[Saved entries]
*** Begin section ***

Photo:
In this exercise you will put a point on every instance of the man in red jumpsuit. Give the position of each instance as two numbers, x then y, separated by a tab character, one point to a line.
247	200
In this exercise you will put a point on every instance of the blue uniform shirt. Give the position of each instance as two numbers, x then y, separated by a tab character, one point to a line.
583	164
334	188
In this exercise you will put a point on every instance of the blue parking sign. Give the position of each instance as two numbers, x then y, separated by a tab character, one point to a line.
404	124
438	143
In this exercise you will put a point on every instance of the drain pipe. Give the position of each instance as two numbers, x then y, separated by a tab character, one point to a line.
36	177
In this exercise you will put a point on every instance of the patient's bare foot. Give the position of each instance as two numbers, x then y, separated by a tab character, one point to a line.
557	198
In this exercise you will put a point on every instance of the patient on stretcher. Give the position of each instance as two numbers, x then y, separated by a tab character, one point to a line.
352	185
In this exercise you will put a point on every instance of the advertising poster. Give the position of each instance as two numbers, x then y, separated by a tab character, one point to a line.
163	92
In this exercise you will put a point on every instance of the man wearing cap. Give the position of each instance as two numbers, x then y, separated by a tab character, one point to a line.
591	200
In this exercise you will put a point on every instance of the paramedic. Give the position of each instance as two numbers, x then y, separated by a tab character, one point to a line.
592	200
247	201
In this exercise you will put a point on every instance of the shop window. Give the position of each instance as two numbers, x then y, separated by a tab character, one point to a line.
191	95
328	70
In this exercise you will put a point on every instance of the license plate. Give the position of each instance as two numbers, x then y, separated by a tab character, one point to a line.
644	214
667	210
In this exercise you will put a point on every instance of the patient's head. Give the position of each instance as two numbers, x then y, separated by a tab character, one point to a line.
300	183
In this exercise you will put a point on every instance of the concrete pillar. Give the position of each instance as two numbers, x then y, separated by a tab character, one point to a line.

*** End section ***

Write the records out in full, exactly as they read above.

## SOLUTION
Photo:
In this exercise you will put a point on every instance of the man in red jumpsuit. Give the position of each instance as two numbers, x then y, separated by a tab character, one point to a line.
247	200
In this exercise you will put a point on every instance of the blue uniform shirt. Give the position of each instance as two numbers, x then y, separated by a tab character, one point to a line.
583	164
334	188
In this exercise you will put a point on every instance of the blue parking sign. Give the position of each instance as two numbers, x then y, separated by a tab character, one point to a line.
404	124
438	143
In this exercise you will put a point on every instance of the drain pipe. Give the position of each instance as two numbers, x then y, separated by a tab character, one point to a line.
36	177
In this exercise you will put a point on every instance of the patient's bare foot. Give the position of each instance as two numbers, x then y, separated by a tab character, one point to a line.
557	198
In this exercise you will put a point on every instance of the patient on stretcher. Give the position of each instance as two numbers, x then y, separated by a tab character, one point to a line.
352	185
In this exercise you will put a point on every instance of the advertising poster. Give the position of each instance as two numbers, x then y, separated by a tab character, one point to a line.
163	92
In this exercise you will put a point on every instance of the man wearing cap. Give the position of each instance as two numbers, x then y, separated by a tab character, one point to a line.
591	200
In this exercise you will put a point on every instance of the paramedic. Give the position of each instance as two numbers, x then y, separated by a tab character, one point to a line.
592	200
247	201
In this exercise you will put a point on every instance of the shop window. Give the position of each instance as two numbers, x then y, separated by a tab character, one point to a line.
191	95
328	70
In this exercise you will put a point on every instance of the license plate. Give the position of each instance as two numbers, x then y, separated by a tab character, one point to a line.
644	214
667	210
In this exercise you will put a point on every instance of the patient's head. Give the position of each instance as two numbers, x then y, separated by a tab character, one point to a line.
300	183
In this exercise you will put a point on every instance of the concrete pillar. Give the position of each instance as two numbers, x then y, separated by a tab character, one point to a line.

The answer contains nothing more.